◆ **課題の条件**:
下の本文について答えてください。
1. 森山工教養学部長が声明を発表したのは何月何日ですか？
2. 本年度から学内で原則的に実施されている授業の形式は何ですか？
3. 「受験資格A」の追試験では、通常、点数の上限は何点ですか？

◆ **本文**:
森山工教養学部長は7月28日、前期教養課程のSセメスター・S2タームの試験から、新型コロナウイルス感染が疑われる場合の代替措置を撤廃したことに関する主旨について、声明を発表した。成績の公平性を確保することに主眼がある対応だとし、学生に対して代替措置廃止への理解と協力を求めた。
廃止の最大の要因として挙げたのは、東大の進学選択制度への影響。特に濃厚接触者の公的証拠書類の入手が困難な感染拡大期においては、代替措置申請の真偽判断が難しく、代替措置の虚偽申請を防ぐ有効な手段もない。学生の申請が虚偽である場合、より長時間の学習時間を確保した上で定期試験同様の100点満点で評価される機会が与えられることから、成績の公平性が欠如してしまうと説明した。
第二に、活動制限が緩和されたことに言及。本年度から原則的に対面授業を実施するなど、学内での活動制限が緩和された。定期試験での感染リスクが低下し、他の病気により定期試験を欠席する学生と整合性を取る必要が生じたという。そのため、新型コロナウイルス感染による試験欠席と他の病気など不測の事態による試験欠席を同様の扱いにすると決定した。
今学期の定期試験における代替措置を行わないと発表したのは6月6日。教養学部学生自治会が学部宛てに措置の継続を求める要望書を提出したが、教養学部は再検討を行わなかったため、自治会が各教員に試験救済措置を要請する動きに出た。7月14日には教養学部が、濃厚接触者に公的文書なしでの追試験(一部の基礎科目などのみが対象で、通常、点数の上限が75点の「受験資格A」)の申請を認めると発表していた。

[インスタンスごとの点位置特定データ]
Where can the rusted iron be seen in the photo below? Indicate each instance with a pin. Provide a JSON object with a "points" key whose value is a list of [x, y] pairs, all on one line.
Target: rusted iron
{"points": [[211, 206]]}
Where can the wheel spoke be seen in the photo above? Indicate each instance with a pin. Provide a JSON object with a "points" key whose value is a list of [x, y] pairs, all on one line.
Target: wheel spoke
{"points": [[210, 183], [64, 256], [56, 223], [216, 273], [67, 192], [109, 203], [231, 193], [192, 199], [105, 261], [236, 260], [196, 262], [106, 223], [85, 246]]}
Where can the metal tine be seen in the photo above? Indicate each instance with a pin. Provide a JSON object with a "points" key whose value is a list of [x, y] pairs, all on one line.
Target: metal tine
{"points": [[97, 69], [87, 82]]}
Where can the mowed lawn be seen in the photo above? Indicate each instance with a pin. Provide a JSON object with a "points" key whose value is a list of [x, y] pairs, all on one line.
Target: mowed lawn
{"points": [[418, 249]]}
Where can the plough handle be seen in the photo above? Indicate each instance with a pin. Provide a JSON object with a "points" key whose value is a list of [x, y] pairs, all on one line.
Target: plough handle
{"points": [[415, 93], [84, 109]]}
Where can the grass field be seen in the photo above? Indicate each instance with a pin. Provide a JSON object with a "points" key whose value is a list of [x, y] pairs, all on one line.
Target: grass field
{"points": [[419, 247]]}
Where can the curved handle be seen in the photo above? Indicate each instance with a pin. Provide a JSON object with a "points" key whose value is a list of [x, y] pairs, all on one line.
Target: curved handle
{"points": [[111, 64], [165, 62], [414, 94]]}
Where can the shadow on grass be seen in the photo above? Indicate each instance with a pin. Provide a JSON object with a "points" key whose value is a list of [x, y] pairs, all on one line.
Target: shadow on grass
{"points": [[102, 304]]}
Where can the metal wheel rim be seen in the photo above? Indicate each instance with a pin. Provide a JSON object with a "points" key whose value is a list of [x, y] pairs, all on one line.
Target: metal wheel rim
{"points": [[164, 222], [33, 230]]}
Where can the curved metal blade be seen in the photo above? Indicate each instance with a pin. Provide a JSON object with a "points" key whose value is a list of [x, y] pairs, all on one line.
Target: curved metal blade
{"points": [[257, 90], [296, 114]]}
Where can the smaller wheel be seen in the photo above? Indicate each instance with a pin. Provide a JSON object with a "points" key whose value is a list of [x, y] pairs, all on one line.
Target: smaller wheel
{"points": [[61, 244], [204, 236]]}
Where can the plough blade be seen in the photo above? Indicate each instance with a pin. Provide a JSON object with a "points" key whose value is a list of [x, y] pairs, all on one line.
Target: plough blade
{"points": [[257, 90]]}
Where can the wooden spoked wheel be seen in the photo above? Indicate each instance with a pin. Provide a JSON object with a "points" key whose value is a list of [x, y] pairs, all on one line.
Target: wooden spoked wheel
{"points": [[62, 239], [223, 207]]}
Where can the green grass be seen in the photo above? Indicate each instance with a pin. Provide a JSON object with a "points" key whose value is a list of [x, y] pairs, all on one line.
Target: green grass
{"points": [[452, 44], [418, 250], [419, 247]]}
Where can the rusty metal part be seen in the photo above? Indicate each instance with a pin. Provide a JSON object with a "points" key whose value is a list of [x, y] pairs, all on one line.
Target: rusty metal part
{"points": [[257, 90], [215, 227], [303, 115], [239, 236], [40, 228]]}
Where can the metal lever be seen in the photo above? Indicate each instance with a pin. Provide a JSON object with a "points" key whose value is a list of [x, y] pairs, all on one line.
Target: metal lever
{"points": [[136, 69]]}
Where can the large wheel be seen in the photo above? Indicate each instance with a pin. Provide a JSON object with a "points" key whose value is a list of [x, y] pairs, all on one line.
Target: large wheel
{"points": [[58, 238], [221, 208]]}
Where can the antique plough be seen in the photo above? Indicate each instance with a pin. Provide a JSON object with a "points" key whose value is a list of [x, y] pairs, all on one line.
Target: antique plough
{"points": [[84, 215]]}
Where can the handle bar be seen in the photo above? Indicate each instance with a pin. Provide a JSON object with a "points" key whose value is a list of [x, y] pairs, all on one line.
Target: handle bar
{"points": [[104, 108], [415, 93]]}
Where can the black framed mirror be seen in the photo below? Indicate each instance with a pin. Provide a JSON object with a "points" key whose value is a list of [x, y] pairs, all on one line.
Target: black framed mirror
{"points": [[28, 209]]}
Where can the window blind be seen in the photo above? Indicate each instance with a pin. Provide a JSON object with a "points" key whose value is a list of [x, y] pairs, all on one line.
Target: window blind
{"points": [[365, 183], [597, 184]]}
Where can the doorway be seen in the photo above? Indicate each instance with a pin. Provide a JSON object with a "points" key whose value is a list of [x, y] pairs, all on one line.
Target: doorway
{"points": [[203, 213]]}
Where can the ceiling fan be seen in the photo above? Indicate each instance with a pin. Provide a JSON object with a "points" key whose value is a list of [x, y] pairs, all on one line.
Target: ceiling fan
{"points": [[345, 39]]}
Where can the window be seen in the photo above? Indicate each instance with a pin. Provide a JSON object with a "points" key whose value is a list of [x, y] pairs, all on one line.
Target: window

◆ **本問の解答**:
1. 7月28日
2. 対面授業
3. 75点